-- Start GIVEN INFORMATION --

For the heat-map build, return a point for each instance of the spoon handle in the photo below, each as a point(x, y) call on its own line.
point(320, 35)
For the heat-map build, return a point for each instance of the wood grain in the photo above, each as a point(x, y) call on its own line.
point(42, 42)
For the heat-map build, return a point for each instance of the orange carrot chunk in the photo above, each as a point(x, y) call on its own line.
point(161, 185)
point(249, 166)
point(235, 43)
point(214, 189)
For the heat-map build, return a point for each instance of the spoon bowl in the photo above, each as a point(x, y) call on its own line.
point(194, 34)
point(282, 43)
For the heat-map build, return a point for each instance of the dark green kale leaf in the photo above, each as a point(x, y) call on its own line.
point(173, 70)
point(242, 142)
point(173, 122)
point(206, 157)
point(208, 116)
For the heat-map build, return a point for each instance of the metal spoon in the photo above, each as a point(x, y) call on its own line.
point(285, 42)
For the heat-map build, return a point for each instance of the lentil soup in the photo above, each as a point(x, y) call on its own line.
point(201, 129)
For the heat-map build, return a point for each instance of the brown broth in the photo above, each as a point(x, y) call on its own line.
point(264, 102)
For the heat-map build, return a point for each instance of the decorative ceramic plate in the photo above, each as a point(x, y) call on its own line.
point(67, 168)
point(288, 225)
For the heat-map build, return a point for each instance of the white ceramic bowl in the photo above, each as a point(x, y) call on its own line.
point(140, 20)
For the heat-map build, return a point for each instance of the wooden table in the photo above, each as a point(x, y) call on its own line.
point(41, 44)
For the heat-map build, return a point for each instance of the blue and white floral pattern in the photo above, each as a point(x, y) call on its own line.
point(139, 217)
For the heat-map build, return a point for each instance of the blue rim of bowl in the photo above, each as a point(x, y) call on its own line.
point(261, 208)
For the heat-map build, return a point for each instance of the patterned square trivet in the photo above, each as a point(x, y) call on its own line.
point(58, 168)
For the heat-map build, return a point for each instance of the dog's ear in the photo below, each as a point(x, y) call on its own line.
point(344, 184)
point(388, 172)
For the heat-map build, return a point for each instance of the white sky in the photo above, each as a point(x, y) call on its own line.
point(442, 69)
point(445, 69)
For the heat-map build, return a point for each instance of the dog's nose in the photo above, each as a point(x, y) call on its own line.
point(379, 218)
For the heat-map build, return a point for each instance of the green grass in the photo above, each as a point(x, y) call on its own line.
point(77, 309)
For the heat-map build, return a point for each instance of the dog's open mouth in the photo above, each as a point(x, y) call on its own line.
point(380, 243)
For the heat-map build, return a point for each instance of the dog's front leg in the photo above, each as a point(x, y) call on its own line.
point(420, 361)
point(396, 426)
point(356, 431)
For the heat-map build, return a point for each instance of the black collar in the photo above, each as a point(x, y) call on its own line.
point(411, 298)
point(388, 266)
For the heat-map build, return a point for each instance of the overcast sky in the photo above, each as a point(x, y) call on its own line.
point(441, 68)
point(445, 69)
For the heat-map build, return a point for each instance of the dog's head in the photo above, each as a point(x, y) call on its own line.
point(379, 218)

-- End GIVEN INFORMATION --

- _OBJECTIVE_
Print every line of the items above word for word, from start to finish.

- _RESULT BELOW_
For the heat-map build, return a point for each instance of the spoon handle in the photo below, each as a point(x, y) call on its own line.
point(320, 35)
For the heat-map build, return a point for each instance of the wood grain in the photo above, each as a point(x, y) call on its own line.
point(42, 42)
For the heat-map build, return a point for each instance of the orange carrot chunk in the photo above, each as a point(x, y) call on its own line.
point(161, 185)
point(249, 166)
point(235, 43)
point(214, 189)
For the heat-map build, return a point for each instance of the spoon bowl in the photo above, each as a point(x, y) call on its own line.
point(194, 34)
point(282, 43)
For the heat-map build, return a point for each instance of the dark green kale leaf in the photo above, each as a point(x, y) call on its own line.
point(173, 70)
point(242, 142)
point(173, 122)
point(206, 157)
point(208, 116)
For the heat-map build, return a point for each instance of the metal spoon in the photo above, each as a point(x, y) call on its own line.
point(285, 42)
For the heat-map build, return a point for each instance of the lentil soup in the photo above, each as a point(x, y) call on its own line.
point(201, 129)
For the heat-map build, return a point for each instance of the brown broth in the photo above, each as a point(x, y) call on its own line.
point(264, 102)
For the heat-map build, return a point for each instance of the decorative ceramic plate in the photo above, each as a point(x, y) call on its own line.
point(67, 168)
point(288, 225)
For the heat-map build, return a point for each instance of the white ceramic bowl in the photo above, each as a point(x, y) call on its own line.
point(140, 20)
For the heat-map build, return a point for each instance of the wooden table in the photo above, each as a point(x, y) call on its own line.
point(41, 44)
For the heat-map build, return a point for each instance of the blue and white floral pattern in the photo above, each as a point(x, y) call on its own line.
point(139, 217)
For the heat-map build, return a point for each instance of the blue rim of bowl in the photo above, each as a point(x, y) call on its own line.
point(261, 208)
For the heat-map build, return a point for each instance of the patterned square trivet in the photo above, each as a point(x, y) call on its own line.
point(58, 168)
For the heat-map build, return a point for each instance of the dog's ear in the photo below, each as a point(x, y) call on its own line.
point(344, 184)
point(388, 172)
For the heat-map build, return a point for each instance of the white sky in the photo above, each as a point(x, y) call on its own line.
point(442, 69)
point(445, 69)
For the heat-map build, return a point for each instance of the dog's nose in the photo above, each as a point(x, y) call on its own line.
point(379, 218)
For the heat-map build, return a point for each instance of the green grass in the photo above, each as a point(x, y) call on its own line.
point(77, 309)
For the heat-map build, return a point for each instance of the dog's open mouth in the photo above, each as a point(x, y) call on its own line.
point(380, 243)
For the heat-map build, return a point for each instance of the dog's front leg in the photo above, each as a point(x, y) call on its own line.
point(420, 361)
point(396, 426)
point(356, 431)
For the heat-map build, return a point for each instance of the black collar in the photo above, each as a point(x, y) call on its own line.
point(411, 298)
point(388, 266)
For the heat-map build, return a point for each instance of the overcast sky in the photo above, each as a point(x, y) call on its own line.
point(441, 68)
point(445, 69)
For the heat-map build, return a point for each instance of the dog's head in the photo above, each as a point(x, y) call on its own line.
point(379, 218)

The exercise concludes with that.